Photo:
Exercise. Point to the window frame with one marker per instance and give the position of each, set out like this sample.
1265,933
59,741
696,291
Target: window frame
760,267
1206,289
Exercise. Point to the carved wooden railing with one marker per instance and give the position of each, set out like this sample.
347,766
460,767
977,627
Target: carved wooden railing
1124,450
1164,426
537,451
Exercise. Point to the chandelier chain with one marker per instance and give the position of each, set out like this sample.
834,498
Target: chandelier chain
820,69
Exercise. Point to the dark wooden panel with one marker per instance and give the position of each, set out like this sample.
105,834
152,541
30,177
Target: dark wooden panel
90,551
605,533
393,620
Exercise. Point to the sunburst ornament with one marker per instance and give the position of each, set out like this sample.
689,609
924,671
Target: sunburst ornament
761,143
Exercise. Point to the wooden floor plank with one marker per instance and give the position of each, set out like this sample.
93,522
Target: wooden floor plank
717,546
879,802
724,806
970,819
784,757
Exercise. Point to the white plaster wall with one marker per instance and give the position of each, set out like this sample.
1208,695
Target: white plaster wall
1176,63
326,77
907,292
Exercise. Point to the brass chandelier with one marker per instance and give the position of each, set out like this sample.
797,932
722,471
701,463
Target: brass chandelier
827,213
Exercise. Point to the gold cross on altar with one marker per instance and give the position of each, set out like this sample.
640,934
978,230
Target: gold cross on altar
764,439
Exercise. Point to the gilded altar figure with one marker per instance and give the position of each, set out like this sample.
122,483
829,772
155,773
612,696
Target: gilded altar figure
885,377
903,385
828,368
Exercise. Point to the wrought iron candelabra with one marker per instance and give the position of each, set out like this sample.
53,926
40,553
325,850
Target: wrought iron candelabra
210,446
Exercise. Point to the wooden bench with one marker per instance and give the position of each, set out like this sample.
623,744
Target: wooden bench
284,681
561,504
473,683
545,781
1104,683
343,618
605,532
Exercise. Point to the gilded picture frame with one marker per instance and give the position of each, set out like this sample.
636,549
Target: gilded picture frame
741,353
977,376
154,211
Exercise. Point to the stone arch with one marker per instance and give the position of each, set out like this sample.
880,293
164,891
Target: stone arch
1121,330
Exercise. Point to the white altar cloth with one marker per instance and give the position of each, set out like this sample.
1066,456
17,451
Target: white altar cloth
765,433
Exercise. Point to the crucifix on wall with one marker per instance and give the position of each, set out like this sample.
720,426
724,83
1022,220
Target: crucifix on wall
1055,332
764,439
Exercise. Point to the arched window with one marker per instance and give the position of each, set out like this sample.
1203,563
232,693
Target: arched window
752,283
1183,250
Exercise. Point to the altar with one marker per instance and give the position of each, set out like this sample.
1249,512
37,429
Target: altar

----

Short problem: Put every line of the items above into a JSON list of strings, one string per line, with blank lines omitted.

Task result:
[
  "Photo:",
  "Exercise. Point to the window frame with one marker per instance and give the position of each, set out like this sample.",
  "1265,933",
  "59,741",
  "696,291",
  "Target: window frame",
  "760,267",
  "1206,289",
  "Exercise. Point to the carved wooden railing with one marker per instance and give the position of each, set out like this sample.",
  "347,766",
  "460,767",
  "977,627",
  "Target: carved wooden railing",
  "1124,450",
  "1164,426",
  "537,451",
  "Exercise. Point to the chandelier chain with one marker per instance and give the position of each, set out like this sample.",
  "834,498",
  "Target: chandelier chain",
  "820,69",
  "Exercise. Point to the dark wooden panel with one marker per instance and give the position of each, set out like this sample.",
  "105,834",
  "152,541",
  "30,177",
  "Target: dark wooden panel",
  "90,551",
  "605,533",
  "393,620",
  "Exercise. Point to the sunburst ornament with one marker per instance and give the position of each, set out like this sample.",
  "689,609",
  "924,671",
  "Target: sunburst ornament",
  "761,143",
  "Exercise. Point to the wooden floor plank with one marker per instance and give the position of each, set out like this sample.",
  "93,522",
  "Target: wooden floor plank",
  "717,546",
  "879,802",
  "724,806",
  "970,819",
  "784,757",
  "Exercise. Point to the white plaster wall with one marker per instance and give the position of each, set out like this sample.",
  "1208,695",
  "Target: white plaster wall",
  "1176,63",
  "326,77",
  "907,292",
  "Exercise. Point to the brass chandelier with one marker per instance and give the position of each, set out like this sample.",
  "797,932",
  "722,471",
  "701,463",
  "Target: brass chandelier",
  "827,213",
  "Exercise. Point to the gold cross on altar with one marker per instance and give the position of each, set out like this sample.",
  "640,934",
  "978,230",
  "Target: gold cross on altar",
  "764,439",
  "Exercise. Point to the gilded altar figure with one marker per instance and give the position of each, set out like this sample.",
  "122,483",
  "829,772",
  "155,773",
  "612,696",
  "Target: gilded altar figure",
  "885,377",
  "903,385",
  "828,368",
  "Exercise. Point to the wrought iron candelabra with one marker per instance and give the position of each, set out like this sample.",
  "53,926",
  "40,553",
  "325,850",
  "Target: wrought iron candelabra",
  "210,446",
  "Exercise. Point to the wooden bench with one marker per instance and give the position of each, set out like this sample.",
  "623,744",
  "Target: wooden bench",
  "284,681",
  "561,504",
  "473,683",
  "545,781",
  "1104,683",
  "343,618",
  "605,532",
  "Exercise. Point to the gilded picture frame with one marker per instance and give the position of each, set out like this sample.",
  "636,549",
  "Target: gilded picture frame",
  "741,353",
  "977,376",
  "154,211",
  "Exercise. Point to the stone arch with one marker per instance and give the position of each, set out like this sample.",
  "880,293",
  "164,891",
  "Target: stone arch",
  "1121,330",
  "Exercise. Point to the white altar cloth with one marker per instance and give the position of each, set out like this sample.",
  "1066,456",
  "17,451",
  "Target: white altar cloth",
  "765,433",
  "Exercise. Point to the crucifix on wall with one marker per instance and give the position of each, set out like this sample.",
  "720,426",
  "724,83",
  "1022,220",
  "Target: crucifix on wall",
  "1055,332",
  "764,439",
  "Exercise. Point to the arched window with one marker per instance and give the position of each, set out like this sample.",
  "1203,563",
  "232,693",
  "Target: arched window",
  "752,283",
  "1183,250",
  "Exercise. Point to the altar with one marker per instance and give the position of each, set out like this sample.",
  "1249,512",
  "37,429",
  "Target: altar"
]